* [EXERCISE AIM]:
Only the lines from the one containing "rough mask: <svg" through the end of the listing below belong in your answer; retype them exactly.

* [DATA FOR ANALYSIS]:
- - - - - - -
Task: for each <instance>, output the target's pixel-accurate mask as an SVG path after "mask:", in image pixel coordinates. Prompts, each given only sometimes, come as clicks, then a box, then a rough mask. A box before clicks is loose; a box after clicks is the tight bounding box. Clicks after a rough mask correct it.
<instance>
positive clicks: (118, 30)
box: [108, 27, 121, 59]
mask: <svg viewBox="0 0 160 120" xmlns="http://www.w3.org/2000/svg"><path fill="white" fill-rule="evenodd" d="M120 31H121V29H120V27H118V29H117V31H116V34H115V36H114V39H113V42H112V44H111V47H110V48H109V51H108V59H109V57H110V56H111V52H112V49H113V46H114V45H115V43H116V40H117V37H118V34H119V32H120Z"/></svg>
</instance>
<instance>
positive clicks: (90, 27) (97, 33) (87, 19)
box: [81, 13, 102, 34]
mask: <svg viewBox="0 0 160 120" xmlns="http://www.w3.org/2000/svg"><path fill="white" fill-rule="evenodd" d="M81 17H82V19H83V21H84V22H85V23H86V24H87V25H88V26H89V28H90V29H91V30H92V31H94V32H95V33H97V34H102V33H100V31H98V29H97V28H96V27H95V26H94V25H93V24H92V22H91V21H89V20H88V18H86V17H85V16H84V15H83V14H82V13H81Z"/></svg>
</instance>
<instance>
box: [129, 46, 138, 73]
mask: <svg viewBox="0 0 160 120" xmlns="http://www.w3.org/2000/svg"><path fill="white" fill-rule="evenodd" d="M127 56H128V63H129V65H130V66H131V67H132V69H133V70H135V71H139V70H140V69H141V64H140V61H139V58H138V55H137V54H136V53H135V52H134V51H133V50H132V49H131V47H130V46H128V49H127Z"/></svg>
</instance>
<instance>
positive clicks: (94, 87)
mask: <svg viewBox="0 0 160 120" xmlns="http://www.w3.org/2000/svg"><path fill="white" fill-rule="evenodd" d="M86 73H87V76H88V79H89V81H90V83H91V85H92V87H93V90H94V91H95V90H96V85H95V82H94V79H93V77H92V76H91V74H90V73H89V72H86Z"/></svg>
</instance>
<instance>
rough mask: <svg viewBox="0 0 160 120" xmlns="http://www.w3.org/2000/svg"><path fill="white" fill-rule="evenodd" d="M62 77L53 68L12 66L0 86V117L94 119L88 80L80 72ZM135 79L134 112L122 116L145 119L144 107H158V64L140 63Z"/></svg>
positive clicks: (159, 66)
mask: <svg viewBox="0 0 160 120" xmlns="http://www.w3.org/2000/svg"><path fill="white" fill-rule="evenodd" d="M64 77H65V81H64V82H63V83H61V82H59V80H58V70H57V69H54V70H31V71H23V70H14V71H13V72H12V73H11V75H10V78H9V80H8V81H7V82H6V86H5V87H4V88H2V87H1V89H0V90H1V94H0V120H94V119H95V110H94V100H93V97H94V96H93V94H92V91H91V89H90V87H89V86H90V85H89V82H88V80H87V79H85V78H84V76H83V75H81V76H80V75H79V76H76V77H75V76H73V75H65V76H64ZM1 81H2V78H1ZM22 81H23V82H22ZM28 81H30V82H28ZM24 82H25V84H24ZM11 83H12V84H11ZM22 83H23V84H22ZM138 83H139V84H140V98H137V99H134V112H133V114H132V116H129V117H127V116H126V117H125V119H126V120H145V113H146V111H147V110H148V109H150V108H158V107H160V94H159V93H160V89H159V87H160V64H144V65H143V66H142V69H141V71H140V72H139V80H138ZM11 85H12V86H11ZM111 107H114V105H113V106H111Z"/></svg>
- - - - - - -
* [WRITTEN SOLUTION]:
rough mask: <svg viewBox="0 0 160 120" xmlns="http://www.w3.org/2000/svg"><path fill="white" fill-rule="evenodd" d="M62 77L53 68L12 66L0 86V117L94 119L88 80L80 72ZM135 79L134 112L122 116L145 119L144 107H158V64L140 63Z"/></svg>
positive clicks: (159, 66)
mask: <svg viewBox="0 0 160 120" xmlns="http://www.w3.org/2000/svg"><path fill="white" fill-rule="evenodd" d="M64 77H65V81H64V82H63V83H61V82H59V80H58V70H57V69H54V70H31V71H23V70H14V71H13V72H12V73H11V75H10V78H9V80H8V81H7V82H6V86H5V87H4V88H2V87H1V89H0V90H1V94H0V120H94V119H95V110H94V100H93V97H94V96H93V94H92V91H91V89H90V87H89V86H90V85H89V82H88V80H87V79H85V78H84V76H83V75H81V76H80V75H79V76H76V77H75V76H73V75H65V76H64ZM1 81H2V78H1ZM22 81H23V82H22ZM28 81H30V82H28ZM24 82H25V84H24ZM11 83H12V84H11ZM22 83H23V84H22ZM138 83H139V84H140V98H137V99H134V112H133V114H132V116H129V117H127V116H126V117H125V119H126V120H145V113H146V111H147V110H148V109H150V108H158V107H160V94H159V93H160V89H159V87H160V64H144V65H143V66H142V69H141V71H140V72H139V80H138ZM11 85H12V86H11ZM111 107H114V105H113V106H111Z"/></svg>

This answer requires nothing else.